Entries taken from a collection
◇ ◇ ◇ ◇ ◇
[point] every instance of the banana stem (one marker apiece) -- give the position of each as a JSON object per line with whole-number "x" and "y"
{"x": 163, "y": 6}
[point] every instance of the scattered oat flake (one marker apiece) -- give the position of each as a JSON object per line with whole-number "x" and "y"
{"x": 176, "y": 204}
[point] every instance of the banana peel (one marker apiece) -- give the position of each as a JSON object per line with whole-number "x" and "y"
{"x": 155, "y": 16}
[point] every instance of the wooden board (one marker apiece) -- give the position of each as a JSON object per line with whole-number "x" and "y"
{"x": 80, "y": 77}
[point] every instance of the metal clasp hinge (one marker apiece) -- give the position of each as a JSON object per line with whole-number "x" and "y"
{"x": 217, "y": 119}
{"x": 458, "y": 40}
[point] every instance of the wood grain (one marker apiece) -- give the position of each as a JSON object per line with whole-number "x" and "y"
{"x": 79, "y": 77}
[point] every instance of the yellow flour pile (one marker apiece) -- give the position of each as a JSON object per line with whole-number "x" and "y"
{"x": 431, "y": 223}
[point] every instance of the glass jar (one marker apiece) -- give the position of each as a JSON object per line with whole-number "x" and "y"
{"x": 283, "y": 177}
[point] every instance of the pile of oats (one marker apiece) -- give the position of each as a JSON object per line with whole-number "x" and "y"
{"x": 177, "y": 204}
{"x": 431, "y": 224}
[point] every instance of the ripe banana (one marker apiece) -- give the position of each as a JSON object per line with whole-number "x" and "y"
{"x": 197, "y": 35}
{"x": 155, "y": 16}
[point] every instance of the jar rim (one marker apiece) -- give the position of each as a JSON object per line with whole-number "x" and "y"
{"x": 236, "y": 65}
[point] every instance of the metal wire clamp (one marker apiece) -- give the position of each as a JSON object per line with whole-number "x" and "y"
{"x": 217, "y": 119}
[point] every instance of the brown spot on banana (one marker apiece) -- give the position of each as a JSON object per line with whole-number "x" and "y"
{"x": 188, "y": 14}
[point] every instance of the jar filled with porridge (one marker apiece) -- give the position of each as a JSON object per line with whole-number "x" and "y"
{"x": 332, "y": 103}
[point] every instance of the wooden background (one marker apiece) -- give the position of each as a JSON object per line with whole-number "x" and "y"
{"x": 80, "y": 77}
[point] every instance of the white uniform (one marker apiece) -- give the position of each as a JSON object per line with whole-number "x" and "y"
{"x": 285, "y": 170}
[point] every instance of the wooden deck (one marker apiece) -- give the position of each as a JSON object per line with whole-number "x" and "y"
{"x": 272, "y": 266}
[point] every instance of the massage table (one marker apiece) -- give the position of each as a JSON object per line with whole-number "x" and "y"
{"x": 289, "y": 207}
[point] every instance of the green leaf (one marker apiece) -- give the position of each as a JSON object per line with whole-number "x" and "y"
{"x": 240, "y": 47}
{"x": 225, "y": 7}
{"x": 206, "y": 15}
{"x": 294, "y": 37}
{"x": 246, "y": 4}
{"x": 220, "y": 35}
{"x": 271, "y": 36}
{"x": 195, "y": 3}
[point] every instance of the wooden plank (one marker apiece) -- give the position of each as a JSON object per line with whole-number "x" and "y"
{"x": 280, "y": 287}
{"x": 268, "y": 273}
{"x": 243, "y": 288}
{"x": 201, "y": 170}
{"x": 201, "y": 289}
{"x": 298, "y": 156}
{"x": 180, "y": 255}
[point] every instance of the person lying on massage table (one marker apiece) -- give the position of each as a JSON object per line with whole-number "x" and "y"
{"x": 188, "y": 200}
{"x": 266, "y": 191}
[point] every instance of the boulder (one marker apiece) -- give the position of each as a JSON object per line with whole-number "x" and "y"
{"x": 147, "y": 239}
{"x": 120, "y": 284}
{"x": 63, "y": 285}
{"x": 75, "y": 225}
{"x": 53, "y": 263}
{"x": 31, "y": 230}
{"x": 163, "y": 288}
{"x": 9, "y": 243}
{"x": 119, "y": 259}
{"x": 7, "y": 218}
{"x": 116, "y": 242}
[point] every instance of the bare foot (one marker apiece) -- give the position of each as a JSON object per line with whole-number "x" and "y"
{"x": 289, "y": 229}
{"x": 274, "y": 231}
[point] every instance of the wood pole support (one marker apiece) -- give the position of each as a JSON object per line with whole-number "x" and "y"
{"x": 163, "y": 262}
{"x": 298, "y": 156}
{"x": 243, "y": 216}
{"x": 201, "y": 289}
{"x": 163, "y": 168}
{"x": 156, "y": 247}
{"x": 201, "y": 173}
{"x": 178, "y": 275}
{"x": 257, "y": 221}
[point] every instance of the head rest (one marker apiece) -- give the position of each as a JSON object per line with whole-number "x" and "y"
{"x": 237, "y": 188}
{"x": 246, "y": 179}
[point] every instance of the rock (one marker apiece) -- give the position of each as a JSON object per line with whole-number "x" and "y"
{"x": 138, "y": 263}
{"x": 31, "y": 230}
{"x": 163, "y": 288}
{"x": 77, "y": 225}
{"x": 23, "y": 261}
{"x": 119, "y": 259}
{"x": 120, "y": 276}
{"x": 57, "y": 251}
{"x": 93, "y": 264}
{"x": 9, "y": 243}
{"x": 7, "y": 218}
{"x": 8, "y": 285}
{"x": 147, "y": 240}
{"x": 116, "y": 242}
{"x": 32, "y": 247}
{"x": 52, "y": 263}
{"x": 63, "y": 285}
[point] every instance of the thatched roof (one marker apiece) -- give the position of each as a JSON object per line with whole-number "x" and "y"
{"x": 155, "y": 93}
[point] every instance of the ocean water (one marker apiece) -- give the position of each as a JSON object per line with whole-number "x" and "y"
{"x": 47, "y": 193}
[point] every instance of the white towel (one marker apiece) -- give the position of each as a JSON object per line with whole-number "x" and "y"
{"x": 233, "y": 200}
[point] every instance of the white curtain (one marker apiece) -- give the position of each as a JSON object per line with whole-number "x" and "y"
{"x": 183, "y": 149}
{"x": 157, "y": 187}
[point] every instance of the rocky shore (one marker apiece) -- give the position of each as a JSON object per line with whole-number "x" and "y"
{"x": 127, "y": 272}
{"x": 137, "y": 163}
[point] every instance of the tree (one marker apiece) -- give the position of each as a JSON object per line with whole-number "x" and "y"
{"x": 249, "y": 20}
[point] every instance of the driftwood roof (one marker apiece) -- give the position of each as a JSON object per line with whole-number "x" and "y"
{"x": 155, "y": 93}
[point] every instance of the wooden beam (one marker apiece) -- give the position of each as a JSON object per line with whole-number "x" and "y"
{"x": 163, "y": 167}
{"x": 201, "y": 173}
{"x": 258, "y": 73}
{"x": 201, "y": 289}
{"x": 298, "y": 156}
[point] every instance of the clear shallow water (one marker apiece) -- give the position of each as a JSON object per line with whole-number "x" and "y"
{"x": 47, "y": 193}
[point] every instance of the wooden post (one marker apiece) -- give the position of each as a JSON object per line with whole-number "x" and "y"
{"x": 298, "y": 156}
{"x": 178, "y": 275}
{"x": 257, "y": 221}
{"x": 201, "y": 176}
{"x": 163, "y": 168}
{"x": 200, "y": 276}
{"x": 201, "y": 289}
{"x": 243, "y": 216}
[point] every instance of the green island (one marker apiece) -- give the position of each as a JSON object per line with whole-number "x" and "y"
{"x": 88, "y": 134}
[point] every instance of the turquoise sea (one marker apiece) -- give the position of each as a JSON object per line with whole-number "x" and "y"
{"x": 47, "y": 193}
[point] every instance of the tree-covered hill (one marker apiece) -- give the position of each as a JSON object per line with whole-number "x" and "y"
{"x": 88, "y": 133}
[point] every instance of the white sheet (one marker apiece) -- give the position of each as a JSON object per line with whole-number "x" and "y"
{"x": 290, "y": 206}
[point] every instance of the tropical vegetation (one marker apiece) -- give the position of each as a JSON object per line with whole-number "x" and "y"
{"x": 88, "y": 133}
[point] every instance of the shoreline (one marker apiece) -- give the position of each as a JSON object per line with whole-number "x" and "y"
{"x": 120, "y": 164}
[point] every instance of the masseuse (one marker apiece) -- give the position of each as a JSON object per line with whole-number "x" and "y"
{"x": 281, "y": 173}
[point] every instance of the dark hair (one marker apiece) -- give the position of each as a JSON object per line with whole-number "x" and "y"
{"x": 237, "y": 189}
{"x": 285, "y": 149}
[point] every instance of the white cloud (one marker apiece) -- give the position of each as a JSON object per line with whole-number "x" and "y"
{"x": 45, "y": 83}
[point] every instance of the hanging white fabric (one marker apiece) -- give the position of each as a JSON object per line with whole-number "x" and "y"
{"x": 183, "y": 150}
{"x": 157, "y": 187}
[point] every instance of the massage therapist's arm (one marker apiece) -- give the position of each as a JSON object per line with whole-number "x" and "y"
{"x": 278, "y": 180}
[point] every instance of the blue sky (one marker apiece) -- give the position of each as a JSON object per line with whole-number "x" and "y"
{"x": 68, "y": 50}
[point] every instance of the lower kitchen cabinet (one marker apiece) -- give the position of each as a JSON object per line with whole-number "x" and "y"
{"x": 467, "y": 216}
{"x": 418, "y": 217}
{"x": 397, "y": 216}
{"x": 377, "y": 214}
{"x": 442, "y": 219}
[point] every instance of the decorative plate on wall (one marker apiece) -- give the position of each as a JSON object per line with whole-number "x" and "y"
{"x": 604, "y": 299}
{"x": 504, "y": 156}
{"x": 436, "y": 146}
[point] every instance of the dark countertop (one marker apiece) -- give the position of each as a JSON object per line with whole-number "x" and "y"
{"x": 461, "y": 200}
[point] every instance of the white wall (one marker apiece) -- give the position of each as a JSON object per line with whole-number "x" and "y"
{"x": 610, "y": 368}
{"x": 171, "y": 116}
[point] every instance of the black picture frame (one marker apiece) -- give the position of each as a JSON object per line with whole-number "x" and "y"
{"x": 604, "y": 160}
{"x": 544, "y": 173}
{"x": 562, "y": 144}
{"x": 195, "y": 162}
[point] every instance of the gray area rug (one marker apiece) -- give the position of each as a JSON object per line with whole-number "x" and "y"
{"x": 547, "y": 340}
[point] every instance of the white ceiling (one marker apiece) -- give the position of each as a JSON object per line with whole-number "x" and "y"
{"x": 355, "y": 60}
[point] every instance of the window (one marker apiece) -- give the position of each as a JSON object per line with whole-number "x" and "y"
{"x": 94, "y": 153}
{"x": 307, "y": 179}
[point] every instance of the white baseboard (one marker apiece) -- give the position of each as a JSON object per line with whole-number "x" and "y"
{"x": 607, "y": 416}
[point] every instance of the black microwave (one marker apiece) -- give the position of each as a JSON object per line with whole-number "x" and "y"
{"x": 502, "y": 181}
◇ ◇ ◇ ◇ ◇
About this task
Please quote nothing but the lines from the line with "[point] every instance of the white baseboard" through the end of the data above, exactly as written, ends included.

Written solution
[point] every instance of the white baseboard (one marker apiece) -- give the position of each as a JSON object per line with whole-number "x" and "y"
{"x": 607, "y": 416}
[point] every instance of the black microwave (one marker apiece) -- give the position of each as a JSON object per line with whole-number "x" and "y"
{"x": 502, "y": 181}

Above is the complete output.